▸ What is needed:
Without the pictures, set down the records below word for word.

▸ Data rows:
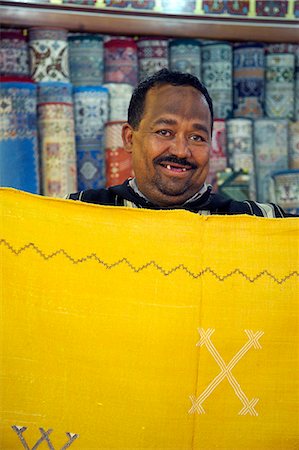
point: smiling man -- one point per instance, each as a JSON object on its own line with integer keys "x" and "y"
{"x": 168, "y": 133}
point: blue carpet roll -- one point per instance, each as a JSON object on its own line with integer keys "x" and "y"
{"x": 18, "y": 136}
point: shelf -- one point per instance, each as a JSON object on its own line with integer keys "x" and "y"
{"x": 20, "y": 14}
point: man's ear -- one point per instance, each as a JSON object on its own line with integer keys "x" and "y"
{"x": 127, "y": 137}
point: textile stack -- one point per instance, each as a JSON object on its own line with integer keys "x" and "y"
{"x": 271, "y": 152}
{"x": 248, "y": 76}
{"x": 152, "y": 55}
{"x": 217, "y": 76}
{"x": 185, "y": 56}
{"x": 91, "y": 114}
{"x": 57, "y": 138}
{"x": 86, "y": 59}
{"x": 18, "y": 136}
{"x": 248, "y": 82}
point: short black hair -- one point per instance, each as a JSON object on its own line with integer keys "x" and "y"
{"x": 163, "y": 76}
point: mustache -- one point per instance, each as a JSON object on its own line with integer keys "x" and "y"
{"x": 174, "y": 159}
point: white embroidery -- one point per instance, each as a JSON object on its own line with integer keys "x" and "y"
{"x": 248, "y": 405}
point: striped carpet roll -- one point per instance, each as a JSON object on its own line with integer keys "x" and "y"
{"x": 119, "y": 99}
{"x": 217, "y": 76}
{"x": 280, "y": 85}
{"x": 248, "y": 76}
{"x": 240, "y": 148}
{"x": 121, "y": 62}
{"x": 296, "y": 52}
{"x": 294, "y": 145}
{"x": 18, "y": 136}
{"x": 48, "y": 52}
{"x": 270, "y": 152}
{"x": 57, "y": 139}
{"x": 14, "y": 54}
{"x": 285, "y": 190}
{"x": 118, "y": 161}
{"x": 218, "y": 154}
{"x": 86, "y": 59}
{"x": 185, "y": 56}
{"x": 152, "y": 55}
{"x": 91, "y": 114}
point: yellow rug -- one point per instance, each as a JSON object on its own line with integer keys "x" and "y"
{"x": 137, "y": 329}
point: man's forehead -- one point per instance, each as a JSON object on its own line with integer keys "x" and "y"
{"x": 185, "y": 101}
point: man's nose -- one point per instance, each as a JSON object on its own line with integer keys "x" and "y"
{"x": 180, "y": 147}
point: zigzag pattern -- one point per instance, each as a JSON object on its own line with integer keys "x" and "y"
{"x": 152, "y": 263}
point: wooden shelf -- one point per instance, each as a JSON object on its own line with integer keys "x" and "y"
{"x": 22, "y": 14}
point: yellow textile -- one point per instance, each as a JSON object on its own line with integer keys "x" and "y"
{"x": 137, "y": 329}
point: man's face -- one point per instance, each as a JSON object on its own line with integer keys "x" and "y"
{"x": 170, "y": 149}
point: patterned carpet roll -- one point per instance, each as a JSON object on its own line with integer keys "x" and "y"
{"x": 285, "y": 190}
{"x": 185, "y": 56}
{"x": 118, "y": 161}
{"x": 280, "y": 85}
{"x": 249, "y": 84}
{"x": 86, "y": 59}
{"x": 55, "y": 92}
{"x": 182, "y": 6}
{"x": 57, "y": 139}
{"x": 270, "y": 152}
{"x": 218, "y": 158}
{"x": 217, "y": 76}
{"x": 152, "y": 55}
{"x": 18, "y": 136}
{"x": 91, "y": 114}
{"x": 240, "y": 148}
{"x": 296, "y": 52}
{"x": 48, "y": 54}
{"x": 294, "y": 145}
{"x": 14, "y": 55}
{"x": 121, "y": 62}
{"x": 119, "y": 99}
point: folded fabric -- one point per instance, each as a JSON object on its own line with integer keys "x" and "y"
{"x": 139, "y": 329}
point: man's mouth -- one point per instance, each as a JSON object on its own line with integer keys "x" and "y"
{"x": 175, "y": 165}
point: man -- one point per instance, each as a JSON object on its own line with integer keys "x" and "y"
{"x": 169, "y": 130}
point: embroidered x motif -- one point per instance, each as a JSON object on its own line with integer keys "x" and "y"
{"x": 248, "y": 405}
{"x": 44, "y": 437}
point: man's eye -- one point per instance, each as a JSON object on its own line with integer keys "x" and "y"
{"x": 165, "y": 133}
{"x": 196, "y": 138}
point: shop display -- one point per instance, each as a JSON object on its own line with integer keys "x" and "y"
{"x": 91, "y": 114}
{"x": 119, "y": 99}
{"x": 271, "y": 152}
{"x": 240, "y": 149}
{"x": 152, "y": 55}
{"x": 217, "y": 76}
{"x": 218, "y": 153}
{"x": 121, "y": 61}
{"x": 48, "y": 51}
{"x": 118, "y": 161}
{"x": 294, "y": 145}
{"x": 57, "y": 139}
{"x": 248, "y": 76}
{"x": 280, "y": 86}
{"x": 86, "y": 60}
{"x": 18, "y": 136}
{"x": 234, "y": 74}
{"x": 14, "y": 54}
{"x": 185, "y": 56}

▸ Final result:
point: smiling man -- one point per instance, each as a JSON object on its own line with integer keys "x" and "y"
{"x": 168, "y": 133}
point: blue carpet roll -- one point per instance, each as a JSON object on its own line with integer keys "x" and "y"
{"x": 18, "y": 136}
point: shelf -- one point per instance, each as a JSON object on its own line with integer keys "x" and "y"
{"x": 20, "y": 14}
point: man's ear -- one point per instance, each as a JSON object on its own line with integer keys "x" and "y"
{"x": 127, "y": 137}
point: textile stack -- one point per instance, each as a JSON object on its own line with integer keys "x" and "y"
{"x": 271, "y": 152}
{"x": 248, "y": 76}
{"x": 152, "y": 55}
{"x": 217, "y": 76}
{"x": 185, "y": 56}
{"x": 91, "y": 114}
{"x": 57, "y": 138}
{"x": 86, "y": 59}
{"x": 18, "y": 136}
{"x": 248, "y": 82}
point: short black hair -- one point per instance, each as a JSON object on its own line with integer keys "x" and "y"
{"x": 163, "y": 76}
point: mustache -- one point per instance, each as a JSON object on its own line with integer keys "x" and "y"
{"x": 174, "y": 159}
point: white embroidery -- one point per instance, each as a JSON object on its own line with integer keys "x" and "y"
{"x": 248, "y": 405}
point: striped carpet roll -- one point per instance, each as a JSON object on its own line with integer keys "x" and "y"
{"x": 119, "y": 99}
{"x": 217, "y": 76}
{"x": 280, "y": 85}
{"x": 248, "y": 76}
{"x": 240, "y": 148}
{"x": 121, "y": 62}
{"x": 296, "y": 52}
{"x": 294, "y": 145}
{"x": 18, "y": 136}
{"x": 48, "y": 52}
{"x": 270, "y": 152}
{"x": 57, "y": 139}
{"x": 14, "y": 54}
{"x": 285, "y": 190}
{"x": 118, "y": 161}
{"x": 218, "y": 154}
{"x": 86, "y": 59}
{"x": 185, "y": 56}
{"x": 152, "y": 55}
{"x": 91, "y": 114}
point: yellow rug -- one point per instance, each as a JSON object on its own line with integer keys "x" and "y"
{"x": 137, "y": 329}
point: man's forehead -- one point per instance, each as a JSON object on its own line with integer keys "x" and "y"
{"x": 185, "y": 101}
point: man's nose -- one point per instance, each as a JSON object on its own line with integer keys "x" and "y"
{"x": 180, "y": 147}
point: zigzag pattern -- one point per instance, each as a JSON object on its own line with integer keys "x" and "y"
{"x": 152, "y": 263}
point: wooden shelf -- one point per instance, each as a JSON object on its own line with integer keys "x" and "y"
{"x": 22, "y": 14}
point: yellow textile -- one point per instance, each as a JSON object on its own line with integer keys "x" and "y"
{"x": 137, "y": 329}
point: man's face -- one point per instance, each as a JSON object on its own line with integer keys "x" and "y"
{"x": 170, "y": 149}
point: patterned carpet roll -- one point per instance, each as a JSON object on its own line with integer keys "x" and "y"
{"x": 285, "y": 190}
{"x": 185, "y": 56}
{"x": 118, "y": 161}
{"x": 280, "y": 85}
{"x": 249, "y": 84}
{"x": 86, "y": 59}
{"x": 55, "y": 92}
{"x": 182, "y": 6}
{"x": 57, "y": 139}
{"x": 270, "y": 152}
{"x": 218, "y": 158}
{"x": 217, "y": 76}
{"x": 152, "y": 55}
{"x": 18, "y": 136}
{"x": 91, "y": 114}
{"x": 240, "y": 148}
{"x": 296, "y": 52}
{"x": 48, "y": 54}
{"x": 294, "y": 145}
{"x": 14, "y": 55}
{"x": 121, "y": 62}
{"x": 119, "y": 99}
point: folded fabric -- one point per instance, each as a JSON object on its own line with integer keys "x" and "y"
{"x": 139, "y": 329}
point: man's mouth -- one point per instance, each as a JSON object on its own line with integer keys "x" and "y"
{"x": 175, "y": 165}
point: man -- one point per instance, each as a JSON object on its own line with integer keys "x" and "y"
{"x": 169, "y": 130}
point: embroidered x motif -- one point per instance, each as a JSON object on its own line with integer keys "x" and "y"
{"x": 248, "y": 405}
{"x": 44, "y": 437}
point: man's eye -- one point per instance, each as a JSON object on its own line with integer keys "x" and "y"
{"x": 165, "y": 133}
{"x": 196, "y": 138}
point: shop display -- one point per instance, each as a JSON object on its own line with integer keys "x" and "y"
{"x": 91, "y": 114}
{"x": 119, "y": 99}
{"x": 271, "y": 152}
{"x": 240, "y": 149}
{"x": 152, "y": 55}
{"x": 217, "y": 76}
{"x": 218, "y": 153}
{"x": 121, "y": 61}
{"x": 48, "y": 51}
{"x": 118, "y": 161}
{"x": 294, "y": 145}
{"x": 57, "y": 139}
{"x": 248, "y": 76}
{"x": 280, "y": 86}
{"x": 86, "y": 60}
{"x": 18, "y": 136}
{"x": 234, "y": 74}
{"x": 14, "y": 54}
{"x": 185, "y": 56}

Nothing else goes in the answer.